Extracted data entries:
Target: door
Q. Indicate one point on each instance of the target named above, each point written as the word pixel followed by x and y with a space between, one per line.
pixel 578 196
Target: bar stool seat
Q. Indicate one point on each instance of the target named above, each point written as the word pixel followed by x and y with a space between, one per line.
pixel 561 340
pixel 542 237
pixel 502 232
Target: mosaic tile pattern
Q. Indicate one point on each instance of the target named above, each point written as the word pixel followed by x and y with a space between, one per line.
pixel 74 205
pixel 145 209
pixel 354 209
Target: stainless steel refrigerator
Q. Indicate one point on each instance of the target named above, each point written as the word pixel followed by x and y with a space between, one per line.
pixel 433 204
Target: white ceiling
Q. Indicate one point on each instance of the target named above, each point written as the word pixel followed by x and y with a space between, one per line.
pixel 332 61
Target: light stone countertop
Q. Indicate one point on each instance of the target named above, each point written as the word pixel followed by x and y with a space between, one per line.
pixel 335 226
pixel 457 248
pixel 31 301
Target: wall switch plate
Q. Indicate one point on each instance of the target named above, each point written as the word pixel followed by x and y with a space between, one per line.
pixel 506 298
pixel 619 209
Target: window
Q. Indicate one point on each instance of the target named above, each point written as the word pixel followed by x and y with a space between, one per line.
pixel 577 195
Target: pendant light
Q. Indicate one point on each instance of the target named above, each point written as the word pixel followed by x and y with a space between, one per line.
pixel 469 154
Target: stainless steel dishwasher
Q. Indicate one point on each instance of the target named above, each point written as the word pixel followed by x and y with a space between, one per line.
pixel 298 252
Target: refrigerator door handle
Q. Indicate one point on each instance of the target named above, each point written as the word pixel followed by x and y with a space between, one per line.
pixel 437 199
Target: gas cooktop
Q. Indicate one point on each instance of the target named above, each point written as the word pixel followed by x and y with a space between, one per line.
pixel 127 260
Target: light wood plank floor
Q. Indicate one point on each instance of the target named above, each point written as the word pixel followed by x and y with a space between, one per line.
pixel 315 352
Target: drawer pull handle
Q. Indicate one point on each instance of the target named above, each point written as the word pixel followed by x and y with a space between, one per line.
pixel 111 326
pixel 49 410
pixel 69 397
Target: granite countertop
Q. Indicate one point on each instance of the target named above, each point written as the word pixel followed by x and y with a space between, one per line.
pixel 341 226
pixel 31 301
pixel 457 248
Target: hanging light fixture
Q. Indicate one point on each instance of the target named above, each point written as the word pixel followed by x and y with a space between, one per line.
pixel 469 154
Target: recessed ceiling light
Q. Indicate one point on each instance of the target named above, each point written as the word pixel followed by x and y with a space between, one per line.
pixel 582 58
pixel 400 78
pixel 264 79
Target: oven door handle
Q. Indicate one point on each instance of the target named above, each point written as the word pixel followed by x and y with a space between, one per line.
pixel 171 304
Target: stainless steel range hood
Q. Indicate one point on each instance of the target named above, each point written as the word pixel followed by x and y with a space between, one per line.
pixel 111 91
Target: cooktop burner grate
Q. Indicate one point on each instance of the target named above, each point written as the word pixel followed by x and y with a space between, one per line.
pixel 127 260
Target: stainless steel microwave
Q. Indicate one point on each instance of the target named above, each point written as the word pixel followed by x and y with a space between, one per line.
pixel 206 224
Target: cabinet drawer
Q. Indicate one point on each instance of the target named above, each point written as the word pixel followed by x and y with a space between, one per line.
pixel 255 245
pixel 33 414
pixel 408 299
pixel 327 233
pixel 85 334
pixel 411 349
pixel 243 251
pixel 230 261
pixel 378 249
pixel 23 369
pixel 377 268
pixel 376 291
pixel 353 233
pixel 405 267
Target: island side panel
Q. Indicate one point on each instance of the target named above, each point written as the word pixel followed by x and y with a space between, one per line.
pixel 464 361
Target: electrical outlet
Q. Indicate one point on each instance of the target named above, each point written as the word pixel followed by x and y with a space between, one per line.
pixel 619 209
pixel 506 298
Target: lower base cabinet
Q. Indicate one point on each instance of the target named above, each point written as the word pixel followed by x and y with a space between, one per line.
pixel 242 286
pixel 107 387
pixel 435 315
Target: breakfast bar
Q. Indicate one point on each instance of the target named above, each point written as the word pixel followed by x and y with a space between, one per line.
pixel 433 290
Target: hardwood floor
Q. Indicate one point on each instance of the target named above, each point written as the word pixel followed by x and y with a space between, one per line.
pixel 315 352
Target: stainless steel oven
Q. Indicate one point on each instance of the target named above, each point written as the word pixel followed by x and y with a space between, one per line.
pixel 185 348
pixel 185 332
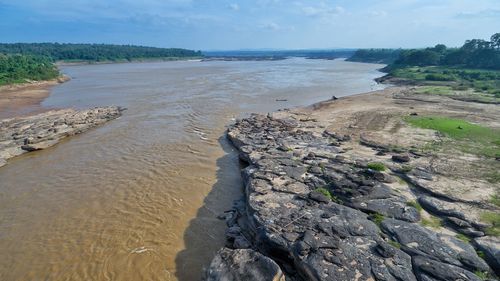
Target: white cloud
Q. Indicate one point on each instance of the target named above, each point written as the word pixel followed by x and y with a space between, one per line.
pixel 322 10
pixel 378 13
pixel 270 26
pixel 234 7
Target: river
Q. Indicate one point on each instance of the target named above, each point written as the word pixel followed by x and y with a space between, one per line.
pixel 137 198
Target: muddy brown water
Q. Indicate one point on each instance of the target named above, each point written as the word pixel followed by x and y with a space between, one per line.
pixel 137 198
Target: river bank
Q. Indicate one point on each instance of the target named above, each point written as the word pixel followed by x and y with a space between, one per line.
pixel 352 189
pixel 25 98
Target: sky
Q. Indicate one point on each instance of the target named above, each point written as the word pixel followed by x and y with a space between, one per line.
pixel 257 24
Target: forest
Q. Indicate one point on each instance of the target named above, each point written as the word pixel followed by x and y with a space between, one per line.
pixel 475 54
pixel 95 52
pixel 21 68
pixel 385 56
pixel 22 62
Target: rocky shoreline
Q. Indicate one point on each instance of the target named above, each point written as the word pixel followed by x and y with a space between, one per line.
pixel 316 208
pixel 26 134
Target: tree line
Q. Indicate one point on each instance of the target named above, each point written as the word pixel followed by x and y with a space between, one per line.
pixel 475 53
pixel 386 56
pixel 94 52
pixel 19 68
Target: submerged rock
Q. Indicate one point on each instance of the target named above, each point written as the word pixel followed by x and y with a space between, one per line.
pixel 243 265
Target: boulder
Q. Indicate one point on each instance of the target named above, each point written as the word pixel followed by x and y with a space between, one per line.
pixel 243 265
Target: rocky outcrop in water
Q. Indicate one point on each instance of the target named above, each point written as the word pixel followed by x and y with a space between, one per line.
pixel 322 216
pixel 25 134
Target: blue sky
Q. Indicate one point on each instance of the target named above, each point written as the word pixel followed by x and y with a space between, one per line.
pixel 226 24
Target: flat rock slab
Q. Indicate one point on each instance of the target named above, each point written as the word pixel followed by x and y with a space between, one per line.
pixel 242 265
pixel 25 134
pixel 323 216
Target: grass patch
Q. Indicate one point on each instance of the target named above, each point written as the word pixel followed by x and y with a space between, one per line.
pixel 483 275
pixel 463 237
pixel 325 192
pixel 468 137
pixel 486 82
pixel 493 177
pixel 495 200
pixel 406 168
pixel 377 218
pixel 435 90
pixel 433 222
pixel 394 244
pixel 377 166
pixel 481 254
pixel 415 205
pixel 492 218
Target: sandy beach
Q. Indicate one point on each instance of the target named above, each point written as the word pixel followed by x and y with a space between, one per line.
pixel 24 99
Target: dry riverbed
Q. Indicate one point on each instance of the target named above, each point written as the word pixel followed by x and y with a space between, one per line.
pixel 360 189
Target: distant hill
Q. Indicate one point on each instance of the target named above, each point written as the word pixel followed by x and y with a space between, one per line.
pixel 280 54
pixel 385 56
pixel 95 52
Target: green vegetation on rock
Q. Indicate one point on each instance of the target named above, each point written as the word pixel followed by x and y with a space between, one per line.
pixel 415 205
pixel 23 68
pixel 394 244
pixel 325 192
pixel 377 218
pixel 433 222
pixel 492 218
pixel 463 237
pixel 377 166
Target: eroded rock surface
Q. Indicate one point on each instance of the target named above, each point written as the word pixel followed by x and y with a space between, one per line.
pixel 25 134
pixel 323 216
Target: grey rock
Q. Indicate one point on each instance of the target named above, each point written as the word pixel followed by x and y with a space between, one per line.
pixel 417 240
pixel 243 265
pixel 315 238
pixel 25 134
pixel 401 158
pixel 490 246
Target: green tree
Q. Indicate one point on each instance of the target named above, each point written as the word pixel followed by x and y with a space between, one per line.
pixel 495 41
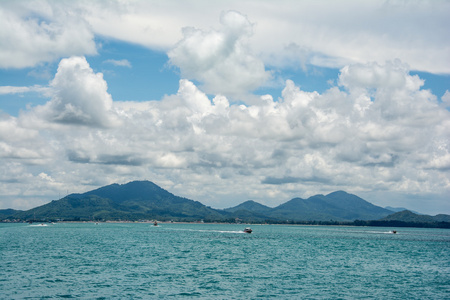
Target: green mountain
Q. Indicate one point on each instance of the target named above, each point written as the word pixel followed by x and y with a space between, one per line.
pixel 337 206
pixel 144 200
pixel 132 201
pixel 410 217
pixel 5 213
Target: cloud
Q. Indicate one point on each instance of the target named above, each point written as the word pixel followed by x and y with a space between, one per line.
pixel 79 96
pixel 31 34
pixel 118 63
pixel 6 90
pixel 283 34
pixel 378 130
pixel 220 59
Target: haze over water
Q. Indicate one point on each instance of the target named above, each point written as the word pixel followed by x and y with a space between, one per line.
pixel 215 261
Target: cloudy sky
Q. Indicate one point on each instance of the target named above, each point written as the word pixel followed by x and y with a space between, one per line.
pixel 225 101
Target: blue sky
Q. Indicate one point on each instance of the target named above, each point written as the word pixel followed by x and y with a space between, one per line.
pixel 281 100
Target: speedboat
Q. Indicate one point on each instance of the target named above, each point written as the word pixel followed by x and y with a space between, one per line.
pixel 248 230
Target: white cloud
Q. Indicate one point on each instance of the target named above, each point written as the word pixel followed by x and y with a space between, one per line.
pixel 32 32
pixel 79 96
pixel 119 63
pixel 286 33
pixel 5 90
pixel 221 60
pixel 381 133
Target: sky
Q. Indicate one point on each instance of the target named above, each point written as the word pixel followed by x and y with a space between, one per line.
pixel 227 101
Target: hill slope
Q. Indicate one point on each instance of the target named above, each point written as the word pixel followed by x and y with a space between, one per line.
pixel 337 206
pixel 131 201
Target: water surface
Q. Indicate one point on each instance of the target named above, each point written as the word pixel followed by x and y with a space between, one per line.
pixel 216 261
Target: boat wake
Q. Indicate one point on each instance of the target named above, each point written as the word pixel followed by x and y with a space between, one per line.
pixel 206 230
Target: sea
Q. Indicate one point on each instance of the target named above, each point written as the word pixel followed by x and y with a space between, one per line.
pixel 220 261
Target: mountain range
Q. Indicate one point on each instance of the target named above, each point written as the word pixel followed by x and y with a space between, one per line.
pixel 144 200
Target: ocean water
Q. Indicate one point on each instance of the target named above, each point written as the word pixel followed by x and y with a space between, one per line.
pixel 216 261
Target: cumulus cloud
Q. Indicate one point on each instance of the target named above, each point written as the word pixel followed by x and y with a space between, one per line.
pixel 220 59
pixel 285 34
pixel 79 96
pixel 377 131
pixel 31 33
pixel 119 63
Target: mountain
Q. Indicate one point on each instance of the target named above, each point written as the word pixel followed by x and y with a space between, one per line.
pixel 132 201
pixel 410 217
pixel 4 213
pixel 398 209
pixel 337 206
pixel 139 200
pixel 250 205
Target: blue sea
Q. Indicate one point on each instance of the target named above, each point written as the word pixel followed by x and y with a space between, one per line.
pixel 219 261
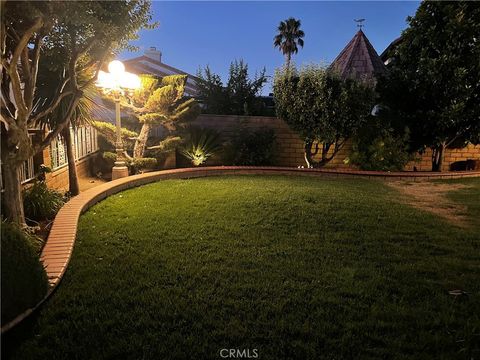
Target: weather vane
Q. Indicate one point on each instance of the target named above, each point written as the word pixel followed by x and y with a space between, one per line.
pixel 359 22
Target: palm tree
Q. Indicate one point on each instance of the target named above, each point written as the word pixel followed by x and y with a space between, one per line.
pixel 288 39
pixel 82 115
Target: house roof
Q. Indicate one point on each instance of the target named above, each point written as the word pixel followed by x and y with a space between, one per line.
pixel 133 63
pixel 146 65
pixel 358 59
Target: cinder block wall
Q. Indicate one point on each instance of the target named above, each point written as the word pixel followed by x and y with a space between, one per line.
pixel 58 179
pixel 290 147
pixel 423 162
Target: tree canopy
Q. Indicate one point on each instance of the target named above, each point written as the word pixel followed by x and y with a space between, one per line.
pixel 289 38
pixel 433 82
pixel 161 101
pixel 238 97
pixel 76 38
pixel 322 108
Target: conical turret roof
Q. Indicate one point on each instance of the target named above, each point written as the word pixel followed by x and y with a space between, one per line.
pixel 358 59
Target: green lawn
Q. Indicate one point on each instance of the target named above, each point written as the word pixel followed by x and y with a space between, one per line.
pixel 297 268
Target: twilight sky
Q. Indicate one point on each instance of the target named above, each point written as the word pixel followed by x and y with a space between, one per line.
pixel 194 34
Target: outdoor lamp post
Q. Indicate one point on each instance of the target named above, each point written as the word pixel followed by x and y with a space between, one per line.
pixel 118 82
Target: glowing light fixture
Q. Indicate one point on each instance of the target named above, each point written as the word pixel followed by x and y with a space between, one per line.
pixel 118 82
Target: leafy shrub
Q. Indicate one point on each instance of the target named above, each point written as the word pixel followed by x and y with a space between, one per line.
pixel 108 136
pixel 378 146
pixel 24 281
pixel 40 202
pixel 201 145
pixel 135 165
pixel 251 148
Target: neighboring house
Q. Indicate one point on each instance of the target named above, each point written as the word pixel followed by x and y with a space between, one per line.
pixel 359 59
pixel 151 63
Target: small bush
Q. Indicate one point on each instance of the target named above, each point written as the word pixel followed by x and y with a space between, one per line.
pixel 252 148
pixel 24 281
pixel 108 136
pixel 378 147
pixel 201 145
pixel 137 165
pixel 40 202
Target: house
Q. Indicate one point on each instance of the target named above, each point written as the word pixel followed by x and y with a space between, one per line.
pixel 151 63
pixel 359 59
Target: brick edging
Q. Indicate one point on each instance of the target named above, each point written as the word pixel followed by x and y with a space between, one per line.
pixel 58 248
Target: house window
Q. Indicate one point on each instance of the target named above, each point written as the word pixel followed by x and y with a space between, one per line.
pixel 58 152
pixel 84 142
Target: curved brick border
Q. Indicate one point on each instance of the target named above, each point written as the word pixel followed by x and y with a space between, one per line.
pixel 58 248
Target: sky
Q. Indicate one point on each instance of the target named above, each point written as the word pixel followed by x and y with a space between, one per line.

» What you will do:
Go through the entries above and copy every line containing "countertop".

» Completed task:
Target: light stone countertop
Target: granite countertop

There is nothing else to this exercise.